*Testo:*
+++
Non è proprio così. Diciamo che un cappotto termico tendenzialmente potrebbe accentuare alcuni ponti termici (ad esempio in corrispondenza dei serramenti) che si manifesterebbero sottoforma di muffa. Fondamentale è controllare l'umidità di un'abitazione. Ma questo a prescindere dal cappotto.


----------



## OrgoglioMilanista (20 Dicembre 2022)

Tobi ha scritto:


> Apro qui , se non fosse il posto giusto spostate.
> 
> Negli ultimi anni si è incentivato molto a passare a questo tipo di energia, con il bonus 110 soprattutto è stato possibile ammodernare la propria casa. Io sto per comprare un appartamento dove a breve verranno completate le installazioni dei pannelli fotovoltaici e cappotto termico. Ci sono benefici tangibili? Si risparmia in maniera importante? Se qualcuno ha esperienze dirette batta un colpo



Il cappotto termico è una bomba a mano. Se il cappotto è fatto bene, avrà anche un sistema di ventilazione. Ora non mi ricordo con precisione come si chiama il sistema, ma li fanno in modo che l'aria circoli e non si crei muffa.

Mio papà e mio fratello sono del mestiere e sanno bene ste cose. Se vivi in un posto in cui in giorni come questo di notte va a -7/-8 come da me ti fa una differenza abissale sul riscaldamento e anche d'estate la casa resta più fredda.


----------



## GP7 (20 Dicembre 2022)

OrgoglioMilanista ha scritto:


> Il cappotto termico è una bomba a mano. Se il cappotto è fatto bene, *avrà anche un sistema di ventilazione*. Ora non mi ricordo con precisione come si chiama il sistema, ma li fanno in modo che l'aria circoli e non si crei muffa.
> 
> Mio papà e mio fratello sono del mestiere e sanno bene ste cose. Se vivi in un posto in cui in giorni come questo di notte va a -7/-8 come da me ti fa una differenza abissale sul riscaldamento e anche d'estate la casa resta più fredda.


Come dicevo sopra, fondamentale è controllare l'umidità degli ambienti. Come? Ad esempio con una ventilazione puntuale (in alternativa al più complesso sistema centralizzato) con recupero di calore.


----------



## @[email protected] (20 Dicembre 2022)

Io abito in una casa da poco acquistata costruita circa 10 anni fa, classe C per intenderci. Ha il cappotto esterno e pur vivendo al nord sotto i 18 gradi non è mai scesa, i caloriferi hanno iniziato ad accendersi il mese scorso, tengo 20 gradi. Le bollette del gas sono molto basse e vivo su due piani circa 100mq. Certo contano anche i serramenti e se ai lati sei fortunato come ad avere due abitazioni a coprirti. Il sistema che dovrai assicurarti di avere è la vmc (ventilazione meccanica) che fa ricircolare l'aria in tutti gli ambienti della casa senza dover aprire le finestre.
+++
*Materiale fornito:*
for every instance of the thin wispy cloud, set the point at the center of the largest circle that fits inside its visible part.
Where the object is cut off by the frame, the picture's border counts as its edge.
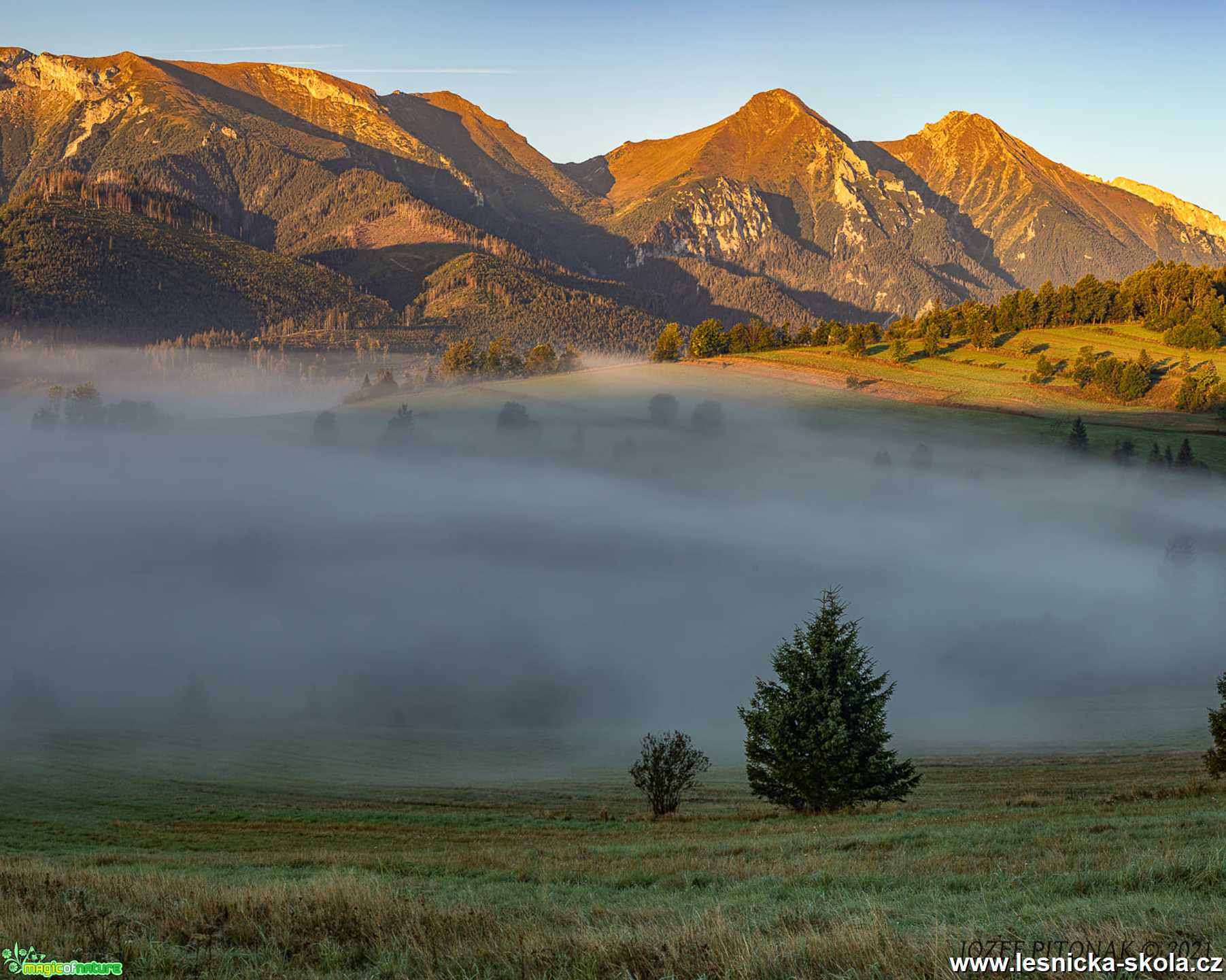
(428, 70)
(265, 48)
+++
*Esercizi da svolgere:*
1. Nella discussione sul cappotto termico, quale sistema fa ricircolare l'aria in tutti gli ambienti della casa senza aprire le finestre?
2. Elenca tutti i valori di temperatura citati nella discussione sul cappotto termico.
3. Prosegui la discussione sul cappotto termico a partire dal punto in cui si interrompe.

*Soluzioni degli esercizi:*
1. La vmc, cioè la ventilazione meccanica.

2. -7/-8 (di notte), 18 gradi, 20 gradi

3.
----------



## mil77 (20 Dicembre 2022)

Tobi ha scritto:


> In questo caso parliamo di pompa di calore, sistema di raffreddamento caldo/freddo centralizzato, caldaia di ultima generazione cambiata da pochi mesi. Devono completare cappotto termico e fotovoltaico. La cosa che mi interessa è che l'ambiente sia ben riscaldato d'inverno , e fresco d'estate perché rispetto alla mia casa attuale c'è troppa dispersione oltre che troppa muffa. Ma parliamo di una casa vecchia 50 anni che abbiamo ristrutturato con mia moglie, mentre questo appartamento ha circa una decina di anni. Ecco se già mi dite che il cappotto termico porta umidità e muffe non partiamo benissimo


Il cappotto termico sicuramente migliora la situazione di qualche grado sia in estate che in inverno. L'acqua calda è a gas o arriva dalla pompa di calore. Esperienza personale con la pompa di calore più facile rinfrescare d'estate che scaldare di inverno. Sui pannelli fotovoltaici in genere si risparmia cambiando le abitudini...utilizzando tanto la corrente quando la procedi tu, ossia di giorno e con il sole.


----------



## morokan (21 Dicembre 2022)

guarda abito in una casa vecchia ristrutturata 20 anni fa circa, muri grossi, con un pò di umidità, e mi hanno sconsigliato il cappotto per questo problema, in quanto se non è ventilato, il muro tende a non respirare, ho pannelli fotovoltaici, con pompa di calore, caldaia ibrida e pila di accumulo, è il secondo anno che la utilizzo, e non sono in grado di essere preciso, in quanto i prezzi sono saliti troppo per fare confronti, fin'ora la caldaia a metano è partita solo una sera, abito a Ferrara non è ancora troppo freddo, conto di arrivare a consumare intorno ai 1200 kwh per uscire dall'inverno se faccio i conti sui costi prima della guerra risparmierei intorno al 45/55 % rispetto a prima, la casa è riscaldata a termosifoni libera su 3 lati e 100 mt2


----------



## sampapot (21 Dicembre 2022)

parlo per esperienza personale....il cappotto termico è utilissimo per coibentare la casa e risparmiare sia sulla corrente elettrica (uso dei climatizzatori d'estate) che sul gas, ma occorre fare il punto su alcuni fattori:
il materiale utilizzato
la tecnica di posa
Lavoravo nel settore e ho sempre sconsigliato l'estruso (il tipo xps, che ha una sottile pellicola che "soffoca" il muro) e quello con grafite (grigio scuro), perché se non viene ombreggiato durante la posa, si scalda nelle giornate calde e tende ad imbarcarsi e danneggiarsi al sole)....personalmente ho utilizzato il sinterizzato (quello con le palline a vista) che è più traspirante e pur avendo un lambda (indice di trasmittanza termica) peggiore rispetto a quello grigio, ha il migliore rapporto efficienza/prezzo. Lo spessore va tarato in modo da raggiungere una resistenza termica (R) che ti permetta di ottenere gli sgravi fiscali (almeno 10 cm).
Il danno maggiore che reca il cappotto è il "soffocamento" degli ambienti, che si risolve con una corretta ventilazione, o con un sistema di ventilazione forzata, da progettare ante costruzione casa, o arieggiando gli ambienti quasi quotidianamente per eliminare il vapore d'acqueo (andrebbero usate anche pitture antimuffa).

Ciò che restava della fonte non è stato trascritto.